* **Supplied information**
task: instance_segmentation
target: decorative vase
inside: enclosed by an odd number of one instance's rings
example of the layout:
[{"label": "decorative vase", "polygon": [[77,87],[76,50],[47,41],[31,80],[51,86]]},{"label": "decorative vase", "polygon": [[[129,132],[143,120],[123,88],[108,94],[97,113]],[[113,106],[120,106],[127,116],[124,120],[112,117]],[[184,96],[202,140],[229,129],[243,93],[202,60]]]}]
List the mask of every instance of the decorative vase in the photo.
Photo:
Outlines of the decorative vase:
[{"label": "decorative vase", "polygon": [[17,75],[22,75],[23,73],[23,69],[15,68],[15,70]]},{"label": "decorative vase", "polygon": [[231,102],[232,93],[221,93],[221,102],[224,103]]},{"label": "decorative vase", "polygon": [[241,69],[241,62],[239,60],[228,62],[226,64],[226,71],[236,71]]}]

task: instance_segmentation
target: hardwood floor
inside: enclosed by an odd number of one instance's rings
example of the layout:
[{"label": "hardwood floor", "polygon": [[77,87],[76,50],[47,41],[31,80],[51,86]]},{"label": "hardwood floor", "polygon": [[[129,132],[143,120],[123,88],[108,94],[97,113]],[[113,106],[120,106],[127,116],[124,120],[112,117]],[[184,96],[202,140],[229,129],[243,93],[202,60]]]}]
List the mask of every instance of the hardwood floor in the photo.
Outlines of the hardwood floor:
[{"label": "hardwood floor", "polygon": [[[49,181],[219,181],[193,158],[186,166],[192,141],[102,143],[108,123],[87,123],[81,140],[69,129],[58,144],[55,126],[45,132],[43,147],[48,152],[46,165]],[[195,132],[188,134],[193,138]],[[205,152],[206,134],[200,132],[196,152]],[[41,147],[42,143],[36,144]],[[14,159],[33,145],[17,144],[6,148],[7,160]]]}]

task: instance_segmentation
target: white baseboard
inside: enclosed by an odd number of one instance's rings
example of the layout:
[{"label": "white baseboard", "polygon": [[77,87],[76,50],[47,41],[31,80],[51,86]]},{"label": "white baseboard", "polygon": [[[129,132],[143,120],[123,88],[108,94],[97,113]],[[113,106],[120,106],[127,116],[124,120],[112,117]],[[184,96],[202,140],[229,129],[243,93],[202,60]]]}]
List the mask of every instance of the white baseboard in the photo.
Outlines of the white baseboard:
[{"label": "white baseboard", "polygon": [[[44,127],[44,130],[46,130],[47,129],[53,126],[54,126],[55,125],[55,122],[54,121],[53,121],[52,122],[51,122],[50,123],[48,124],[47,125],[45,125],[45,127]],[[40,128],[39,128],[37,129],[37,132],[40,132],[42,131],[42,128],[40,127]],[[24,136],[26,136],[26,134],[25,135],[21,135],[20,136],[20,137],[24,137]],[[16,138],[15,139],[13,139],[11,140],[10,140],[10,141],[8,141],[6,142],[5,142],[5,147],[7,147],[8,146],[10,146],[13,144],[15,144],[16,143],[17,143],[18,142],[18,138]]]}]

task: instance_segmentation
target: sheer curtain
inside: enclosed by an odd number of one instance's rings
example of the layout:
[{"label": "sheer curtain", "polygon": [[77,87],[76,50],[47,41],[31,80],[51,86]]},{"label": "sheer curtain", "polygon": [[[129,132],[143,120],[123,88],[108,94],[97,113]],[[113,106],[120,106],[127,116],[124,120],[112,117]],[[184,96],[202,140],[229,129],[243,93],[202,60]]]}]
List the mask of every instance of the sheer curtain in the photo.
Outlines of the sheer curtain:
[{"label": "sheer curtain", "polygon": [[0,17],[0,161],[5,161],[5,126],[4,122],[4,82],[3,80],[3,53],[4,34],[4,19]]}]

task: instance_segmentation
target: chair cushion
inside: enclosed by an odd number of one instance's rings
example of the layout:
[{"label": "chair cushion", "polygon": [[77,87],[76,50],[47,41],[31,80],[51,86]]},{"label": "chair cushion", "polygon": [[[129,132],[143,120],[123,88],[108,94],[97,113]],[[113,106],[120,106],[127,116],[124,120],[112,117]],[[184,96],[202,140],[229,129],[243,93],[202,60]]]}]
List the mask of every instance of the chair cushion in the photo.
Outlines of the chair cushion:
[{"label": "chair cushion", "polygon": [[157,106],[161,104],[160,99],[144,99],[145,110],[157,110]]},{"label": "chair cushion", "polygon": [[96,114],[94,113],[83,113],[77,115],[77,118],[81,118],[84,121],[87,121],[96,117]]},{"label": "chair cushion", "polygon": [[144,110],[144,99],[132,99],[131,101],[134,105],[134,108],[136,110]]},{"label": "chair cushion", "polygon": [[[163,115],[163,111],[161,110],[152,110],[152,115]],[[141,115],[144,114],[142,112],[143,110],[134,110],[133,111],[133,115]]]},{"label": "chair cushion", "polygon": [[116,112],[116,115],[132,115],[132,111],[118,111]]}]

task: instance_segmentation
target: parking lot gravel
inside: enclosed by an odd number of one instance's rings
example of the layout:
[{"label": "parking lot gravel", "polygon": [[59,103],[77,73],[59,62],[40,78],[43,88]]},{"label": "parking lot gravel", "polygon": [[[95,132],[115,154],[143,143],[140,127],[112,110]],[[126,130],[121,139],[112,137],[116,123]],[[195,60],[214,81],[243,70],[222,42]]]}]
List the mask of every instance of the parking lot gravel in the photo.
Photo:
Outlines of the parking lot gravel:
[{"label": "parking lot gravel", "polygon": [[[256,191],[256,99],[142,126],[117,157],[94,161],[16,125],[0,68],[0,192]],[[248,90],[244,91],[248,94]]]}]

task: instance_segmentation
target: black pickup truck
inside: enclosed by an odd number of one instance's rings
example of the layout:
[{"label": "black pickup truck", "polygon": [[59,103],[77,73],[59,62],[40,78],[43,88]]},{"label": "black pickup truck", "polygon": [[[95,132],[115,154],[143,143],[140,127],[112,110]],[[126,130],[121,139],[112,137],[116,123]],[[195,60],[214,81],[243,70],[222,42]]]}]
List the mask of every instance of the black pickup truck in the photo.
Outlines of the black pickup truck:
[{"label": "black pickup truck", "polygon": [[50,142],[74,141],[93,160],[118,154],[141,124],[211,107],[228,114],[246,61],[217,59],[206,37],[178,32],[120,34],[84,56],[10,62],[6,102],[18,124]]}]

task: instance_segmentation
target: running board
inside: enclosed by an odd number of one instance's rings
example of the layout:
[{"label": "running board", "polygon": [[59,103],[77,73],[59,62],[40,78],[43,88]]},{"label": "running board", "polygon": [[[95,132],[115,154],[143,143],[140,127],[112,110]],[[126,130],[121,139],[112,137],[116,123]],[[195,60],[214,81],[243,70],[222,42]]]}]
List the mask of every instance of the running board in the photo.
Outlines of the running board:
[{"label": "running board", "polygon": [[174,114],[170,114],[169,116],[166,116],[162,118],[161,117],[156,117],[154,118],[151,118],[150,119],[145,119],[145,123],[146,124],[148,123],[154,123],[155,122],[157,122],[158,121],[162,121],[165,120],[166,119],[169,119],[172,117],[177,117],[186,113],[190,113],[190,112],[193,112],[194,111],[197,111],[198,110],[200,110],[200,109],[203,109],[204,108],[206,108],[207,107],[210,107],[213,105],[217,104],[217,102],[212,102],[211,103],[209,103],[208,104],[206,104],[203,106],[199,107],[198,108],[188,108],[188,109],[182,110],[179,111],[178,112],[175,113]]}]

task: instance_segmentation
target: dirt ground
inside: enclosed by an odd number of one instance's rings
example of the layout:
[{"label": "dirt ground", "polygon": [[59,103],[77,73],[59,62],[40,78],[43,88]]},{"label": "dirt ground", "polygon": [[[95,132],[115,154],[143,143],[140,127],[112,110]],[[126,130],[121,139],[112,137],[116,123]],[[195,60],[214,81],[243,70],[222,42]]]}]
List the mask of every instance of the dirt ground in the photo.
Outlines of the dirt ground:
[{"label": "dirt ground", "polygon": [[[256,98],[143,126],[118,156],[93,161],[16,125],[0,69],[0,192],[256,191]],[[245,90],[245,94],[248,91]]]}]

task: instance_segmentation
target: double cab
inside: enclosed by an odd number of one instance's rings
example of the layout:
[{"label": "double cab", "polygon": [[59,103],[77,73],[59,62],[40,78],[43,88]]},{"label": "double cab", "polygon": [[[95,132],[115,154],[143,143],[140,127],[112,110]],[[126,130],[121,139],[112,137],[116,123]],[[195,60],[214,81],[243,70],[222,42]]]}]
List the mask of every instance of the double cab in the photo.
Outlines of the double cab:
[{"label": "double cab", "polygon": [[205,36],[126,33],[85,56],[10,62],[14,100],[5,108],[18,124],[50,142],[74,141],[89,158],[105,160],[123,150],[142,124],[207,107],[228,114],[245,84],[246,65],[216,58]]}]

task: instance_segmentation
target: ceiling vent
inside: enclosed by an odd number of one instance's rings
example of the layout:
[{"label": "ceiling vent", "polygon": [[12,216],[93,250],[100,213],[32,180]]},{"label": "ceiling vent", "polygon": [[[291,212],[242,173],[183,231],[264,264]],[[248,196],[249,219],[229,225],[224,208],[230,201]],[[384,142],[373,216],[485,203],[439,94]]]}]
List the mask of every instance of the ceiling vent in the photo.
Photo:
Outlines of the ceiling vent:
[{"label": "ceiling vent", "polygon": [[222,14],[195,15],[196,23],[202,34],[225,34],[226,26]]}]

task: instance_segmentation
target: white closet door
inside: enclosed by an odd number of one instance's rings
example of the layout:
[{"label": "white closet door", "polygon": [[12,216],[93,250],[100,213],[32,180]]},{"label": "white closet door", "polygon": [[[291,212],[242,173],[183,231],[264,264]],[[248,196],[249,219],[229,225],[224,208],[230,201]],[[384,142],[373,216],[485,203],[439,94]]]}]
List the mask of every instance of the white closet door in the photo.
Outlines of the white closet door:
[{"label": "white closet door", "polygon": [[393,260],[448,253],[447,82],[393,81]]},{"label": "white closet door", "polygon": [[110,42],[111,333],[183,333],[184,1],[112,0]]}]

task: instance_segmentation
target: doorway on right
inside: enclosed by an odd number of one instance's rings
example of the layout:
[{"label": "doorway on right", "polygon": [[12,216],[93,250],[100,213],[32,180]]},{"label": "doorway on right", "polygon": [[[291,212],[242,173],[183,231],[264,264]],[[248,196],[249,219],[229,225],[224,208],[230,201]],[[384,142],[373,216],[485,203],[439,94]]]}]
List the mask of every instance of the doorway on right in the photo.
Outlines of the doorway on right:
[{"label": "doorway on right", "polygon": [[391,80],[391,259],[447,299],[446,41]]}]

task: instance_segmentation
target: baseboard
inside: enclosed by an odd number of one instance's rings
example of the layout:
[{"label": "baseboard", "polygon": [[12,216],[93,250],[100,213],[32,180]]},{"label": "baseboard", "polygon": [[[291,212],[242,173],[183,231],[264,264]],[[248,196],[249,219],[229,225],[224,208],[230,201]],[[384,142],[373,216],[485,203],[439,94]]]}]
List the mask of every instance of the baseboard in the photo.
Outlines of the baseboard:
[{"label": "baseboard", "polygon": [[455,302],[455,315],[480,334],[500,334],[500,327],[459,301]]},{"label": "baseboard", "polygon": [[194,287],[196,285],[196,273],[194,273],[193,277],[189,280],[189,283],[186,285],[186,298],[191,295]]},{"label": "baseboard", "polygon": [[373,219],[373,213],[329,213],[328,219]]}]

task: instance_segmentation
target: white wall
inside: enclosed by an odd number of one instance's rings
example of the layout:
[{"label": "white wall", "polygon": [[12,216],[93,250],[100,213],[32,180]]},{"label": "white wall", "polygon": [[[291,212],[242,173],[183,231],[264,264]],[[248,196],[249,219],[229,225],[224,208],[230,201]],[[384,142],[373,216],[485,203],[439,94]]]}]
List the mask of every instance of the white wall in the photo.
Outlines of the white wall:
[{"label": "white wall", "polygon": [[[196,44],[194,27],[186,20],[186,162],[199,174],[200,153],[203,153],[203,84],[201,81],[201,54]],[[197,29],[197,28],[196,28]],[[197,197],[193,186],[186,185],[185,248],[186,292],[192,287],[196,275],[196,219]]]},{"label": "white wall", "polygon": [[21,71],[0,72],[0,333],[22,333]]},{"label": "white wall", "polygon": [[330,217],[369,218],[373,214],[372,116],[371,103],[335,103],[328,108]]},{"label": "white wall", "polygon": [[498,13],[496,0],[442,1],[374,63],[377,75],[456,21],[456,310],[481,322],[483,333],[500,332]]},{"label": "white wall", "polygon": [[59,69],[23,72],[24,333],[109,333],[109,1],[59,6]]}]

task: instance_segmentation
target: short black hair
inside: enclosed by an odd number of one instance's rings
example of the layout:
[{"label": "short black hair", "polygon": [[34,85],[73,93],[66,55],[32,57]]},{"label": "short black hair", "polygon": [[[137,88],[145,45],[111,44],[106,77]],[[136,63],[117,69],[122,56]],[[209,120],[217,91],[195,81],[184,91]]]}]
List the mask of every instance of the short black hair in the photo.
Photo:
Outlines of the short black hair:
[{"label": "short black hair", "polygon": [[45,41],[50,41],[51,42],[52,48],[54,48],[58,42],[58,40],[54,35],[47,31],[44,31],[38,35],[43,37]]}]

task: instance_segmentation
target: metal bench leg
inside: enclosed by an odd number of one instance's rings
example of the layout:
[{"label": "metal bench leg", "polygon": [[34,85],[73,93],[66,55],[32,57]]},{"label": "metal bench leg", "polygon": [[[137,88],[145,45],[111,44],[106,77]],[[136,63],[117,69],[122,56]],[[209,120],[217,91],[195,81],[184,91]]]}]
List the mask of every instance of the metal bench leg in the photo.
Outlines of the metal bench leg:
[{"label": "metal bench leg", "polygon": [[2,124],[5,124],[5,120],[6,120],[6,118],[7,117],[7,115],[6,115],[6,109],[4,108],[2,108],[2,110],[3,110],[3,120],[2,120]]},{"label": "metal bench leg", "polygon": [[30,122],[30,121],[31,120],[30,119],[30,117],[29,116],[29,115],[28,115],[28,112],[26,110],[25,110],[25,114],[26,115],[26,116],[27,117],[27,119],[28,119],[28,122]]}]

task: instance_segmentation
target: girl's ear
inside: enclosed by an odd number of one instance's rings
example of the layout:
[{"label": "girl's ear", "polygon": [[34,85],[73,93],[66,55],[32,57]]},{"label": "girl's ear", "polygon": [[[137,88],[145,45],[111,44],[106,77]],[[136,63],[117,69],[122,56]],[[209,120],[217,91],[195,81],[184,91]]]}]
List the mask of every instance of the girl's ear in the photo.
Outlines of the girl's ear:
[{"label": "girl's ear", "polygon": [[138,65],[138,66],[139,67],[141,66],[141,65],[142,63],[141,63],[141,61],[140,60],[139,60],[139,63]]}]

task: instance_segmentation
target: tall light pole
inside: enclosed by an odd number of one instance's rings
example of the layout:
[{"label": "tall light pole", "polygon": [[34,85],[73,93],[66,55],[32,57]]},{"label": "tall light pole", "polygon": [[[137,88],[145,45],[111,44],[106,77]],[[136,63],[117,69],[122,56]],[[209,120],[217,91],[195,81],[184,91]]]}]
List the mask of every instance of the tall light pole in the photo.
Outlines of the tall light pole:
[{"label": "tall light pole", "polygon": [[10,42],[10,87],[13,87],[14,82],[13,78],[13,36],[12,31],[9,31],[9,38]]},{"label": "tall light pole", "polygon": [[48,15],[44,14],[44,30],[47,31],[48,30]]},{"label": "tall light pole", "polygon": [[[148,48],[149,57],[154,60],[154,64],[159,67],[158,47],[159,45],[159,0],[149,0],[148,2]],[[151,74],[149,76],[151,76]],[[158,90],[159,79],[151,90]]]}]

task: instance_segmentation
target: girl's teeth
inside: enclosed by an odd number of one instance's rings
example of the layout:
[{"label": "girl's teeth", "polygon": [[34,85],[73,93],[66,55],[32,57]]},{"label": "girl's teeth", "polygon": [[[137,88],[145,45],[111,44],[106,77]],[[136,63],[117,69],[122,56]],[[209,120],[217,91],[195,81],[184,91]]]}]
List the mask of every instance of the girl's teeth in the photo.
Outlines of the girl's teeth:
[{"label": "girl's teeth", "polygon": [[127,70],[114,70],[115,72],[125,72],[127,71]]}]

* **Instructions to follow**
Extract every line of the data above that contains the string "sheer". Matching is case-sensitive.

* **Task response**
target: sheer curtain
[{"label": "sheer curtain", "polygon": [[77,87],[76,50],[47,41],[31,80],[51,86]]},{"label": "sheer curtain", "polygon": [[[129,132],[143,120],[123,88],[108,94],[97,113]],[[113,106],[120,106],[127,116],[124,120],[112,117]],[[184,96],[202,140],[229,129],[243,93],[202,60]]]}]
List the mask of every instance of the sheer curtain in the photo.
Outlines of the sheer curtain:
[{"label": "sheer curtain", "polygon": [[0,17],[0,161],[5,161],[5,126],[4,122],[4,82],[3,80],[3,53],[4,34],[4,19]]}]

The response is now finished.